SUPPLIED MATERIAL

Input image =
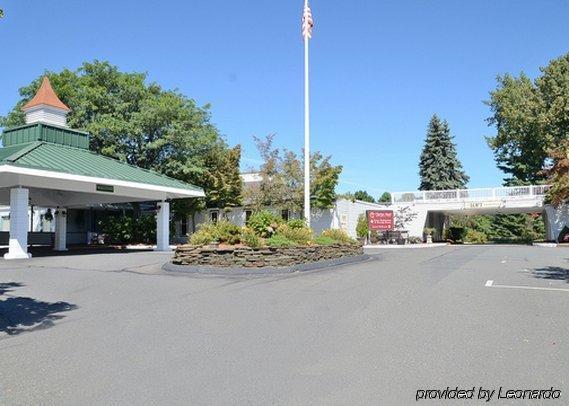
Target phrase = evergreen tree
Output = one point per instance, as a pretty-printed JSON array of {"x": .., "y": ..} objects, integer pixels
[{"x": 439, "y": 166}]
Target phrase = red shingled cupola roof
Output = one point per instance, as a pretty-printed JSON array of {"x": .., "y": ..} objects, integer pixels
[{"x": 46, "y": 96}]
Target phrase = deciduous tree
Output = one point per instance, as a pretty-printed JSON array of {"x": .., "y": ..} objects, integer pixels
[
  {"x": 282, "y": 183},
  {"x": 364, "y": 196},
  {"x": 144, "y": 125},
  {"x": 531, "y": 119}
]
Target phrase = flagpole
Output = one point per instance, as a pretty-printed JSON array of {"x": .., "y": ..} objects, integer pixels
[{"x": 306, "y": 131}]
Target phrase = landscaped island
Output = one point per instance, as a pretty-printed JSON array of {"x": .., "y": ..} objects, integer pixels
[{"x": 266, "y": 241}]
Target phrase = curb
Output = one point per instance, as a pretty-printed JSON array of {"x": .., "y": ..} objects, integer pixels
[
  {"x": 404, "y": 247},
  {"x": 225, "y": 271}
]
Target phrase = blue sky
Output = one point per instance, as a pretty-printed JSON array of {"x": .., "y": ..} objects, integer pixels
[{"x": 380, "y": 69}]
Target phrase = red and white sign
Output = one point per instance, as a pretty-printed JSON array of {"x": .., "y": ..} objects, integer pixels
[{"x": 380, "y": 220}]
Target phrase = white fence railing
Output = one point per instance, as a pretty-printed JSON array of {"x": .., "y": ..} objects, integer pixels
[{"x": 466, "y": 195}]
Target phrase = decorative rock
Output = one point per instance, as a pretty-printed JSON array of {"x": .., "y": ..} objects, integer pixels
[{"x": 212, "y": 255}]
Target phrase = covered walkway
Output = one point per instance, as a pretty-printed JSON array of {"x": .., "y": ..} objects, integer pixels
[{"x": 45, "y": 163}]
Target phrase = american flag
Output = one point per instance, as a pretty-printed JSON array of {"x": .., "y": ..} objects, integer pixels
[{"x": 307, "y": 22}]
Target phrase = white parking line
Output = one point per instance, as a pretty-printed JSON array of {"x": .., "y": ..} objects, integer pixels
[{"x": 490, "y": 284}]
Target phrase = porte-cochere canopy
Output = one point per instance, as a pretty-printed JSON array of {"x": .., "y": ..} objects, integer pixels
[{"x": 45, "y": 163}]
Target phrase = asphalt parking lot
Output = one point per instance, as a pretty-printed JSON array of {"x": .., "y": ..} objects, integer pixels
[{"x": 113, "y": 328}]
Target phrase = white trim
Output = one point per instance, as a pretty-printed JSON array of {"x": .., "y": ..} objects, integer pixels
[{"x": 90, "y": 179}]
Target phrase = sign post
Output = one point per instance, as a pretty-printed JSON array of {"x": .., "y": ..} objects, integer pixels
[{"x": 379, "y": 220}]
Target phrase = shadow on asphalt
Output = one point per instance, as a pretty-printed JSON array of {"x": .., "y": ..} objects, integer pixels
[
  {"x": 23, "y": 314},
  {"x": 551, "y": 272},
  {"x": 39, "y": 252}
]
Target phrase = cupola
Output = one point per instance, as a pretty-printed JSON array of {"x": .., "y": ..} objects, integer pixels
[{"x": 46, "y": 107}]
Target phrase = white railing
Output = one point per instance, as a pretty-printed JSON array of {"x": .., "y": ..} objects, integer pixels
[{"x": 467, "y": 195}]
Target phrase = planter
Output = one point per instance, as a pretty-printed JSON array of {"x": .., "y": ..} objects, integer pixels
[{"x": 246, "y": 257}]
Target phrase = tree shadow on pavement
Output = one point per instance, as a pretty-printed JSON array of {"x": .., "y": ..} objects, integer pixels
[
  {"x": 24, "y": 314},
  {"x": 552, "y": 272}
]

TASK TO COMPLETE
Search the entries for the word "white" and gather every line where it appears.

WRITTEN REPLY
Target phrase = red and white sign
Target phrase = white fence railing
Target phrase = white parking line
Target phrase = white trim
Target phrase = white railing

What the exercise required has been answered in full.